◆ THE TASK ◆
Please return every line in the following data that includes the string "below".
▬▬▬▬▬▬▬▬▬▬
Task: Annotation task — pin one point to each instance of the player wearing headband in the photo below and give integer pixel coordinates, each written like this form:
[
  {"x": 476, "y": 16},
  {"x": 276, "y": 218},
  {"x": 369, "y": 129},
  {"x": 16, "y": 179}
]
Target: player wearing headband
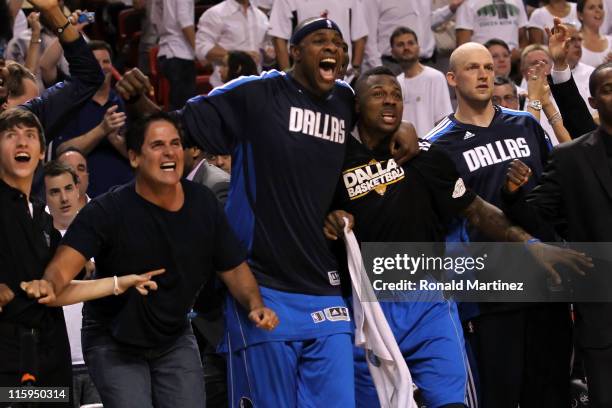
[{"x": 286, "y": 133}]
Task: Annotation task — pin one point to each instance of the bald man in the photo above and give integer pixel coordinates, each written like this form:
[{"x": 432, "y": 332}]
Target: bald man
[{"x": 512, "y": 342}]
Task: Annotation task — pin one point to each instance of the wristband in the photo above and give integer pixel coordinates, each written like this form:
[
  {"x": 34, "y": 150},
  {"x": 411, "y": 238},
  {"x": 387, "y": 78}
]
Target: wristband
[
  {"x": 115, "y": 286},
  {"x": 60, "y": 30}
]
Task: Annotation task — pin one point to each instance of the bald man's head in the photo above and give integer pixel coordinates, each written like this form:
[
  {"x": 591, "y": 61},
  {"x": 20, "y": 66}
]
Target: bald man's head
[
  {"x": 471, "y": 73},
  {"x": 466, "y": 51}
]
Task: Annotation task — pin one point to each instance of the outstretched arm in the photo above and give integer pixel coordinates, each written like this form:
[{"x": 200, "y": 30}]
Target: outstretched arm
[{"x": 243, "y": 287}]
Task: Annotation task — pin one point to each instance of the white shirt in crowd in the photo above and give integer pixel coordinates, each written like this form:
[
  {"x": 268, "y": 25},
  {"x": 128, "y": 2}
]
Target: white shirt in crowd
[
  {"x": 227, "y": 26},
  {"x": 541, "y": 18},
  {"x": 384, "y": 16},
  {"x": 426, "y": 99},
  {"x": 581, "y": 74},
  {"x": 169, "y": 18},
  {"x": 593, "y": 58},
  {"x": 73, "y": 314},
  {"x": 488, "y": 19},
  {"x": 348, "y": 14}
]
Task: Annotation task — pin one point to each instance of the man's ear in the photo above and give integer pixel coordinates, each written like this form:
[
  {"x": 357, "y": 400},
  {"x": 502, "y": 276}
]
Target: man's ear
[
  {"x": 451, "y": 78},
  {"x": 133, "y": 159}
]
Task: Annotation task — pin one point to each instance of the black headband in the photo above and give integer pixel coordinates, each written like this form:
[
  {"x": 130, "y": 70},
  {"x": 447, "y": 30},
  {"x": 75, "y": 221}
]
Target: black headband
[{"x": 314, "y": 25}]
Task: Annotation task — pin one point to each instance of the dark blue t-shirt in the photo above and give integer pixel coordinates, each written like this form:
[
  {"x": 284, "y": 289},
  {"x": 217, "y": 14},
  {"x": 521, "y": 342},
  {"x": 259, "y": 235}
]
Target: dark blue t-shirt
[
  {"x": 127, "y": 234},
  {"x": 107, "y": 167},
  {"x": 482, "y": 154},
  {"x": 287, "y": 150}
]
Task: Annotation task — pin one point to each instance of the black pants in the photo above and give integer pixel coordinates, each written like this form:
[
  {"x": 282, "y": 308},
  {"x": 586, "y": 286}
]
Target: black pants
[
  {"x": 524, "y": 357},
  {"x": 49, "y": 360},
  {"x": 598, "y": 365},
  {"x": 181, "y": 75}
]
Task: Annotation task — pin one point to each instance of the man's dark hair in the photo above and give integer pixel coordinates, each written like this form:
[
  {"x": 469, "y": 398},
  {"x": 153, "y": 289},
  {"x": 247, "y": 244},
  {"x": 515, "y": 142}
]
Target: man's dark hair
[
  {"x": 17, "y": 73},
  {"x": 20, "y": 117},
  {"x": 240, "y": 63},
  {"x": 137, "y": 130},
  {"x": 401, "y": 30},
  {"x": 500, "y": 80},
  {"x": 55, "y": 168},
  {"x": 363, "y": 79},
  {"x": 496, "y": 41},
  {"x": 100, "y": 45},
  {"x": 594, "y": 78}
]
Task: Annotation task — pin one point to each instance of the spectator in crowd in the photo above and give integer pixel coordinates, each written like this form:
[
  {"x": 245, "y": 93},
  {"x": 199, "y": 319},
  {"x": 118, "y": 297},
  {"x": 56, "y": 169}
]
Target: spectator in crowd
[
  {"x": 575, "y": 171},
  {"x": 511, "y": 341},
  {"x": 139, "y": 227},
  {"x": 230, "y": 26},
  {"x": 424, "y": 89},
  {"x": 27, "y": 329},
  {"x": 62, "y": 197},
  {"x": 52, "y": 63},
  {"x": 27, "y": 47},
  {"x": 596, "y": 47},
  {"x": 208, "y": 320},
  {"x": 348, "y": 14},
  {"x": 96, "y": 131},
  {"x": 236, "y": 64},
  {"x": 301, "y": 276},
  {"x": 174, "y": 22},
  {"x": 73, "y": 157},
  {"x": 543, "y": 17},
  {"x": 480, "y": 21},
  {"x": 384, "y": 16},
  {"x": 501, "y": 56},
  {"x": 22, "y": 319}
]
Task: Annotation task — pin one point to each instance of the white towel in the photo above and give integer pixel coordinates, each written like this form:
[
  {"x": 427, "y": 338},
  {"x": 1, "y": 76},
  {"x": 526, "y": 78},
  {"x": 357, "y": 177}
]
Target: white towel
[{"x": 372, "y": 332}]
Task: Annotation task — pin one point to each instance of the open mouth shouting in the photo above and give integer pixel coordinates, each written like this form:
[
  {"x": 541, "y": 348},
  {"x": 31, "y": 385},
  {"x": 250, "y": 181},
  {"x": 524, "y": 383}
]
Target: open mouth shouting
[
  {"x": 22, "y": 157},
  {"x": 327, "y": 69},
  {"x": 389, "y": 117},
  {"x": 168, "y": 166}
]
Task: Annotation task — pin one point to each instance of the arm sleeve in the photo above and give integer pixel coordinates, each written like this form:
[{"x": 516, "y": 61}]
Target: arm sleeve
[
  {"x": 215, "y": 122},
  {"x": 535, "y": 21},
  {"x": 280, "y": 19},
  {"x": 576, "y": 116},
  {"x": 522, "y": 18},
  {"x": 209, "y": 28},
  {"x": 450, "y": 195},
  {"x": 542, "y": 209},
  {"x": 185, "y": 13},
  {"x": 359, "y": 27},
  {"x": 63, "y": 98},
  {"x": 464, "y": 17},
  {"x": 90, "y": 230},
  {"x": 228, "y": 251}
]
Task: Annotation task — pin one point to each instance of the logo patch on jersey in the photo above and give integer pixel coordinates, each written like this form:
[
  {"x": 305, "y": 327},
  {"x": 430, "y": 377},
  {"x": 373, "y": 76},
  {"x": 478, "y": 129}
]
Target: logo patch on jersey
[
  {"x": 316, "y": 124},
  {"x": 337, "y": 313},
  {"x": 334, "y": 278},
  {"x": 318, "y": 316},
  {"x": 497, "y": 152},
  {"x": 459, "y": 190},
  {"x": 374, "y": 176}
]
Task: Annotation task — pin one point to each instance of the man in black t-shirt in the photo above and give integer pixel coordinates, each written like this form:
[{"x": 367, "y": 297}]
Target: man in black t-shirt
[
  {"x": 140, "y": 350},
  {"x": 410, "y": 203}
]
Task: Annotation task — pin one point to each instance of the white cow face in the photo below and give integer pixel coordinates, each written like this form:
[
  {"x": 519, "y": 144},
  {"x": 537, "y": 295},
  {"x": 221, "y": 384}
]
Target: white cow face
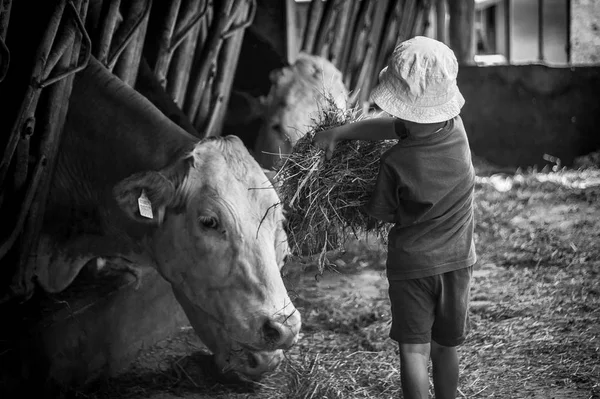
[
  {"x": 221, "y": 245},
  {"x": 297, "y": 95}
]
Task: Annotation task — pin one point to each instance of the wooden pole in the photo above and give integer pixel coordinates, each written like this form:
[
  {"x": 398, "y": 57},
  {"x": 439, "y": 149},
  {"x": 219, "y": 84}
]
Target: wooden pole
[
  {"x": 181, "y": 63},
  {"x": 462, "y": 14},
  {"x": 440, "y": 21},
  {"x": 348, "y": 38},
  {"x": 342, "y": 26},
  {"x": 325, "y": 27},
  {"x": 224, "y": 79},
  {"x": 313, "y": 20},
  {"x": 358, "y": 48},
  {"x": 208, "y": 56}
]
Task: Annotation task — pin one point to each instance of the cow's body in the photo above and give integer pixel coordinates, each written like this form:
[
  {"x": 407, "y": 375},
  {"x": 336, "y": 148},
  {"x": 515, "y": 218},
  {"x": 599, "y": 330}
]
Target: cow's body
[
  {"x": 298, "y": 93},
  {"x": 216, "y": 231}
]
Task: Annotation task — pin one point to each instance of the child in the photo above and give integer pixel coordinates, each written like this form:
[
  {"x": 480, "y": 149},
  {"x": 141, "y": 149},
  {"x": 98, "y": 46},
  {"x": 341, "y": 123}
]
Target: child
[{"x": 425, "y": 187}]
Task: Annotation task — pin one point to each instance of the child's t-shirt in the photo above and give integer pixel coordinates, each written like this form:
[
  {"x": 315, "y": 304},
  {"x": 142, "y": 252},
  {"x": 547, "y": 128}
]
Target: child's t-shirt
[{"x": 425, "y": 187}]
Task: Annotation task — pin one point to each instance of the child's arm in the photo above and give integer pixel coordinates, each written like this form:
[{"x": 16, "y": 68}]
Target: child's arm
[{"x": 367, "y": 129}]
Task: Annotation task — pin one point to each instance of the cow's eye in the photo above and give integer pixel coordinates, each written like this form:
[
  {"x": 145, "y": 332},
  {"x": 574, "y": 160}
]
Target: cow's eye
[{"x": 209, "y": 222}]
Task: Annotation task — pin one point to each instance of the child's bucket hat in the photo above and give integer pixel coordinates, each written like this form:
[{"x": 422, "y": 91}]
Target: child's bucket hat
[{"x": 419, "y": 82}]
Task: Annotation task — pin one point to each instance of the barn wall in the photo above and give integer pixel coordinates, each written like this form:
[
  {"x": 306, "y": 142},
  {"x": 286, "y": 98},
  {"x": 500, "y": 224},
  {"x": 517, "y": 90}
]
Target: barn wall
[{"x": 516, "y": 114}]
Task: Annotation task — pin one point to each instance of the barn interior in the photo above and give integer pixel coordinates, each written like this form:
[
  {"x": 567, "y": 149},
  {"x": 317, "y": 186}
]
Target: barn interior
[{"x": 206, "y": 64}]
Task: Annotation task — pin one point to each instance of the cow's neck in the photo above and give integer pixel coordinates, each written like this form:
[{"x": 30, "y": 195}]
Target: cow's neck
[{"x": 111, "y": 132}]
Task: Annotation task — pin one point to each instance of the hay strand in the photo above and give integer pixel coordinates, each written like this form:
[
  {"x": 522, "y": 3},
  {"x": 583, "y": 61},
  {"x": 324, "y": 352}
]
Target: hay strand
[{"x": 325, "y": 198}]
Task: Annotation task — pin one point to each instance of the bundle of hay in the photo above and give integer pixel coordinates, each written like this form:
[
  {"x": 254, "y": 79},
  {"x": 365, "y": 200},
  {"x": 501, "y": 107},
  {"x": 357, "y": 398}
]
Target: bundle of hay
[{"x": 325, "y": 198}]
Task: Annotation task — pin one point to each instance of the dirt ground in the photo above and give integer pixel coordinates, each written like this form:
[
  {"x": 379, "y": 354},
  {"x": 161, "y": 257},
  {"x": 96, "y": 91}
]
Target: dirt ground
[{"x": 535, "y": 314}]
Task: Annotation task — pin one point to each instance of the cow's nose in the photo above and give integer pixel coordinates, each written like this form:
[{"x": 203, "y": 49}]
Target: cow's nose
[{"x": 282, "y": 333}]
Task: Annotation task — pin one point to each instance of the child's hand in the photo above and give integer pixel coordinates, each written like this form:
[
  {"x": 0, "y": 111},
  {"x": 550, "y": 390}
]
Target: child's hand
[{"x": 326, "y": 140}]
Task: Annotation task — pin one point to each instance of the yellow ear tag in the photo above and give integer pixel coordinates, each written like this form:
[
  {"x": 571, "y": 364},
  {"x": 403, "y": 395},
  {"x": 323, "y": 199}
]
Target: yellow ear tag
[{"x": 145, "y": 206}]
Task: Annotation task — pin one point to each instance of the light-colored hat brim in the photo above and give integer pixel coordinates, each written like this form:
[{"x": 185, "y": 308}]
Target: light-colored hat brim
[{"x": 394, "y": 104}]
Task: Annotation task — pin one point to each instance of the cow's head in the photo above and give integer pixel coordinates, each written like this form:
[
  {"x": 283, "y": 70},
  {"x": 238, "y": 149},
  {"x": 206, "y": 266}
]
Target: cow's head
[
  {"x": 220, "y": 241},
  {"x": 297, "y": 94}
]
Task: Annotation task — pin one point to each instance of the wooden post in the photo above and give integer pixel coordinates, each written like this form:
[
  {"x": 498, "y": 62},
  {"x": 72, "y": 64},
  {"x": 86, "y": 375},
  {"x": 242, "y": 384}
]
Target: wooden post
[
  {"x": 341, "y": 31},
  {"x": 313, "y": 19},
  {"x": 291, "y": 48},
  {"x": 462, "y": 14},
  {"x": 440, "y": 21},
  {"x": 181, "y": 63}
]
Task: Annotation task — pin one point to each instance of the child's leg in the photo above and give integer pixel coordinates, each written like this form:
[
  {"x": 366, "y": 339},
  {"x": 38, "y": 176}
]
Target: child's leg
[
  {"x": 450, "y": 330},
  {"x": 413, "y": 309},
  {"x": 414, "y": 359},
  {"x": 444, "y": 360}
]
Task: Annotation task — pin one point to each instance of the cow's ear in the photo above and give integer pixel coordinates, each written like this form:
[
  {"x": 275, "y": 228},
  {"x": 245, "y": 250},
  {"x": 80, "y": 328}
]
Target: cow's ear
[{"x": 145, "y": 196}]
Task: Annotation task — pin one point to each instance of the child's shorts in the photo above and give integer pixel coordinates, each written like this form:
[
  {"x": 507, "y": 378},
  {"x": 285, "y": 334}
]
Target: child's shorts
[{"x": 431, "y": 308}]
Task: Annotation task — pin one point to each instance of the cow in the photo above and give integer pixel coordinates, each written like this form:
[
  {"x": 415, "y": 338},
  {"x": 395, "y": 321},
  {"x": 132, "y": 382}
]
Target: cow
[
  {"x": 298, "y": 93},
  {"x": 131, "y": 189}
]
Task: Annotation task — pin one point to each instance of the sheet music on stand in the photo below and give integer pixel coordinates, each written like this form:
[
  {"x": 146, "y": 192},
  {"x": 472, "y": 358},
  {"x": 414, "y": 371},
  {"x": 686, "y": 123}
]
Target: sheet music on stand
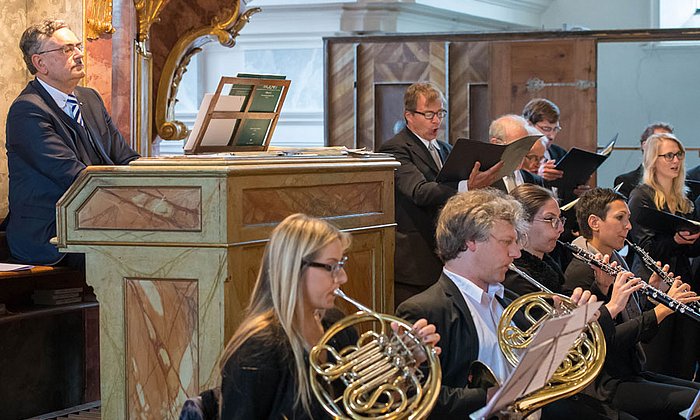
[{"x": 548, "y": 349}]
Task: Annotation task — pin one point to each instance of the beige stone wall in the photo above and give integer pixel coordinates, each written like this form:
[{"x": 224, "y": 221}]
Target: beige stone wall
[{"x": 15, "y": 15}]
▬▬▬▬▬▬▬▬▬▬
◆ RESULT OF THIS EXERCISE ◆
Task: Annotation task — pin one point to each instance of the player wearing headband in the photo below and give integer pixel coordinates, each written like this form:
Task: Annotation task — pin one point to each instance of the white cow face in the photo below and give integer pixel coordinates, each written like this form:
Task: Annotation task — pin one point to each instance of the sheet music on stand in the photo below and give integer pixel coordinates, each written like this form:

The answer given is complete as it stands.